→ What is needed:
Please edit the records from the line holding "like x=28 y=1058." through the line holding "x=606 y=706", inclusive, so that "adobe building" reads "mud-brick building" and nothing else changes. Return only those lines.

── Task input

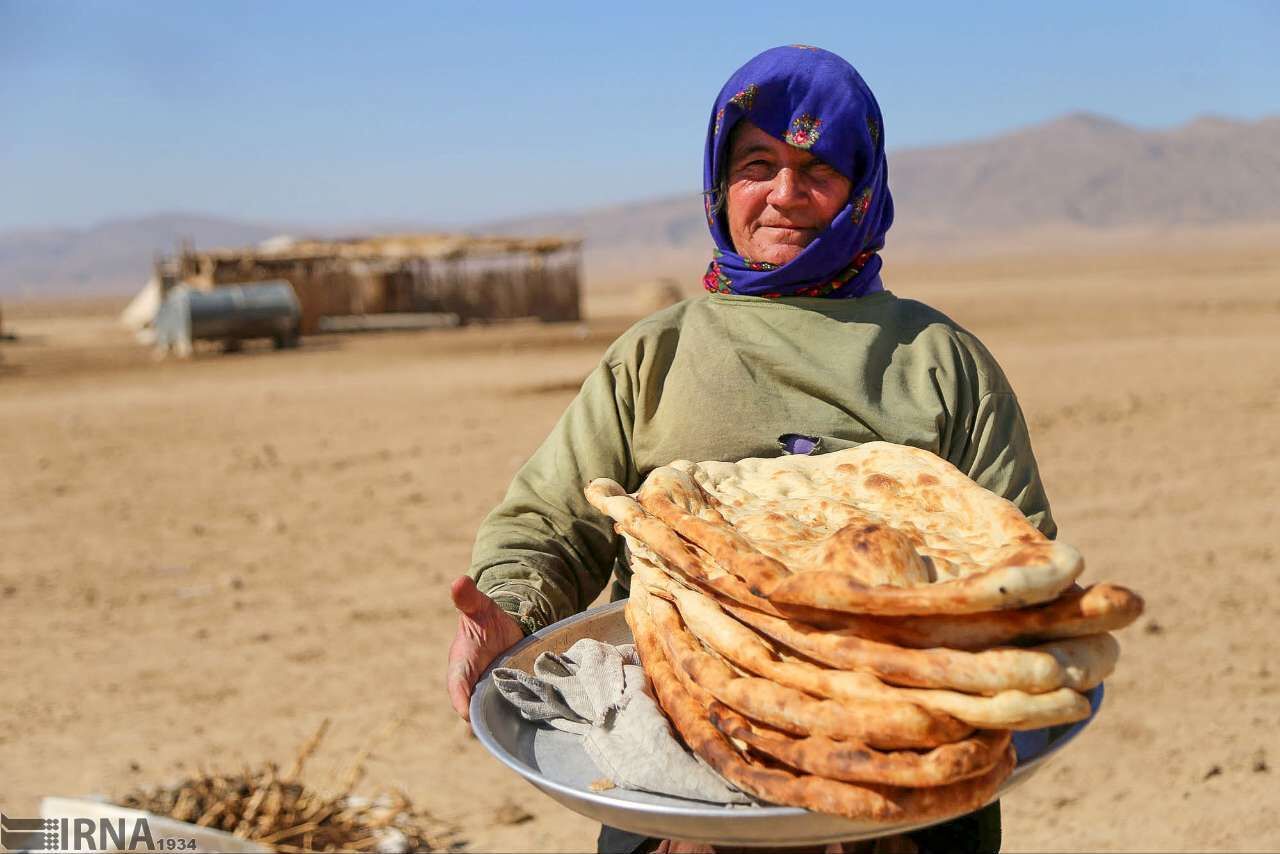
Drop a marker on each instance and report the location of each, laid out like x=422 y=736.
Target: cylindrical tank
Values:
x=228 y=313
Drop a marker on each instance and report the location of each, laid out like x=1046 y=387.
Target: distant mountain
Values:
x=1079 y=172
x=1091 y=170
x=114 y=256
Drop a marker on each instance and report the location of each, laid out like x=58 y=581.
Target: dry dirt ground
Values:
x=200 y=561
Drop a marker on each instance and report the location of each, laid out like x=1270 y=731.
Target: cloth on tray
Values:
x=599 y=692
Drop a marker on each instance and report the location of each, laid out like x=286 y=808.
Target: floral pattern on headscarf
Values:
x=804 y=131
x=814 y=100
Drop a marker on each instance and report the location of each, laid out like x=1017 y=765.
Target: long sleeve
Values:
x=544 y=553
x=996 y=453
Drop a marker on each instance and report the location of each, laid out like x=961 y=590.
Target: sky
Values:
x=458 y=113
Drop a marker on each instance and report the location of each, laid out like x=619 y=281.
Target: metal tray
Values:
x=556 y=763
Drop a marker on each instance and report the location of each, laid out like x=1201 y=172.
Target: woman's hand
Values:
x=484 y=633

────
── Task input

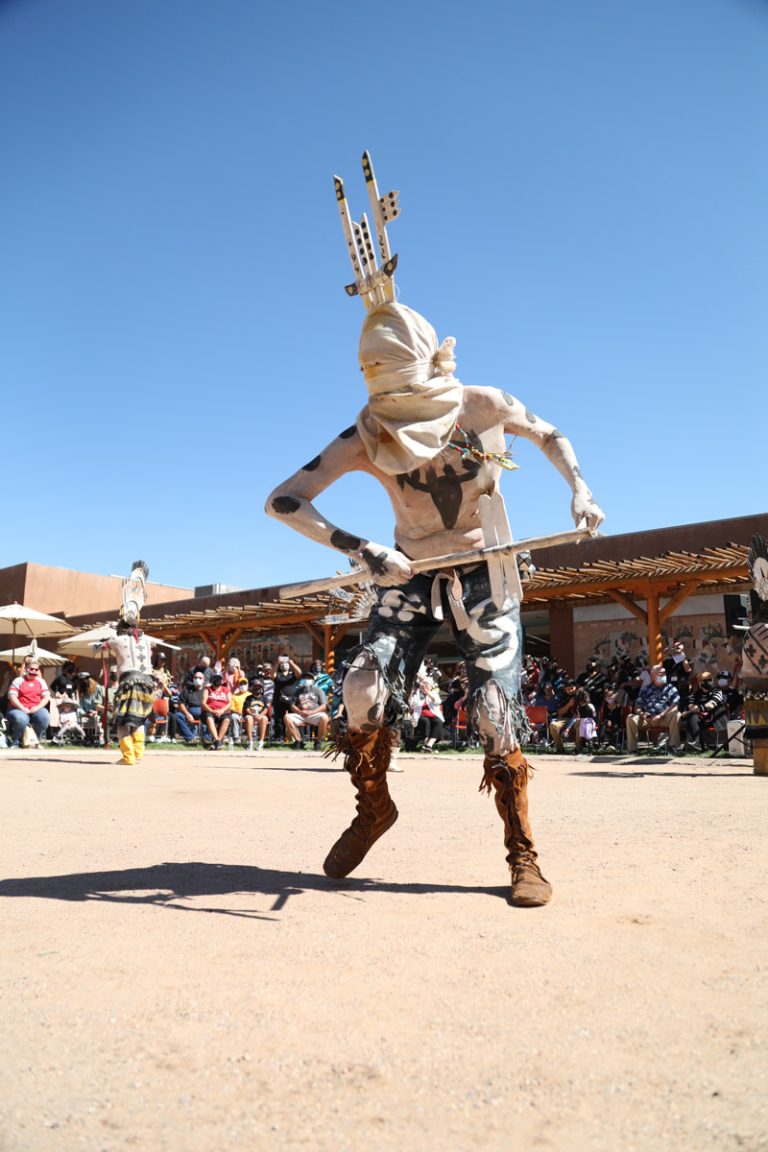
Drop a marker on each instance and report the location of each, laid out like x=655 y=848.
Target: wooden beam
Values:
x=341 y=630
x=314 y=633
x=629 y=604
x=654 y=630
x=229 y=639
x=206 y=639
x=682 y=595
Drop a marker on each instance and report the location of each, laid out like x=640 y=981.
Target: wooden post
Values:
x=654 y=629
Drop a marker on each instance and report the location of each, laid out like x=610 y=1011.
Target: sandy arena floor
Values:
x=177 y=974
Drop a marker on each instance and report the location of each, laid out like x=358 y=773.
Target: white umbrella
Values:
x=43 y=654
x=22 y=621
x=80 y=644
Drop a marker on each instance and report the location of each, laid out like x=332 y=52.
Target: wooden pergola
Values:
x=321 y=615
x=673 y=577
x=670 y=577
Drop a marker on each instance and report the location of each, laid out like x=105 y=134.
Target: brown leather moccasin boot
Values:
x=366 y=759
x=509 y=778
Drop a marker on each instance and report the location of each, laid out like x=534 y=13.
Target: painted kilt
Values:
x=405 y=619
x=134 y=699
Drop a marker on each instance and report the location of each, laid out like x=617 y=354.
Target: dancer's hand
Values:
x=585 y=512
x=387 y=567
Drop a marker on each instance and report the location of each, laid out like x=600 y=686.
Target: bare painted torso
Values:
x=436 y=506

────
── Task input

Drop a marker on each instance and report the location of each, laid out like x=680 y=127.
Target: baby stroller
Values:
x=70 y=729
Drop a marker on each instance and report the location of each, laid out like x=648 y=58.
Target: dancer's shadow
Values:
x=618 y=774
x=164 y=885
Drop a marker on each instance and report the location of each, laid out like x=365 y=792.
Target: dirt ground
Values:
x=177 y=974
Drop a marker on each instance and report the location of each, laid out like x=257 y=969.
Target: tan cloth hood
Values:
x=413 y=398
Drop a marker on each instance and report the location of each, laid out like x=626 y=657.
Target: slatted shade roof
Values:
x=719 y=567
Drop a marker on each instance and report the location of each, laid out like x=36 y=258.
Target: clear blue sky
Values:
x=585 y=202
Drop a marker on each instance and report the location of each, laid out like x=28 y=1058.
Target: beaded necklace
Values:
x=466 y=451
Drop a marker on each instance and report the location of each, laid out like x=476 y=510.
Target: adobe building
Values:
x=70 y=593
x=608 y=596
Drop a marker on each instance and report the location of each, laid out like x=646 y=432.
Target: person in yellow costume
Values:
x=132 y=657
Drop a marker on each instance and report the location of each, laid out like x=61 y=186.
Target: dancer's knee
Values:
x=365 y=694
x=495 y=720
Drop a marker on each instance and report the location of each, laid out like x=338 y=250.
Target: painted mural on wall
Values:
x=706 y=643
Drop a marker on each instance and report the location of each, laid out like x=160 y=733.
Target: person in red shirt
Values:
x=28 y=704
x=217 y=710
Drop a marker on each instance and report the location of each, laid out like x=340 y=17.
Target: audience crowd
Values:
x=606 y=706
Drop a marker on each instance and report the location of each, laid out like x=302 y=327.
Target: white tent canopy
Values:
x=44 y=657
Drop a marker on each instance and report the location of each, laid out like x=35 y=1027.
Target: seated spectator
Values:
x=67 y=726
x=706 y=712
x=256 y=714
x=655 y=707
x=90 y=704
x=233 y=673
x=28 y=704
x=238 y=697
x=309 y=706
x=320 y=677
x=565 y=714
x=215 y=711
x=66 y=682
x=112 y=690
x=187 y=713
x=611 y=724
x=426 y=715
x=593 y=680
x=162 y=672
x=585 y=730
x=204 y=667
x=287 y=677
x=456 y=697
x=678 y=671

────

→ Solved exercise:
Drop a marker on each instance and report the location of each, laid out like x=28 y=1058.
Target: beaded necklace
Values:
x=466 y=451
Drop a marker on each instance and report the location of each, laid out like x=476 y=510.
Target: mud-brick building
Values:
x=70 y=593
x=608 y=596
Drop a marker on each instance and report the location of each, laid out like x=646 y=432.
Target: person in yellow costume
Values:
x=132 y=657
Drop a marker on each instance and report the location of each, laid out like x=61 y=186.
Target: dancer's knee
Values:
x=365 y=694
x=495 y=720
Drop a marker on each instance and report the location of each, laid out like x=338 y=250.
Target: painted mural on wall
Values:
x=706 y=643
Drop a marker on each instance and report the location of each, laid out like x=160 y=733.
Target: person in red shirt
Values:
x=28 y=704
x=217 y=710
Drop a marker on each instance and report the location of each, laid out like x=340 y=17.
Target: audience crowd
Values:
x=606 y=706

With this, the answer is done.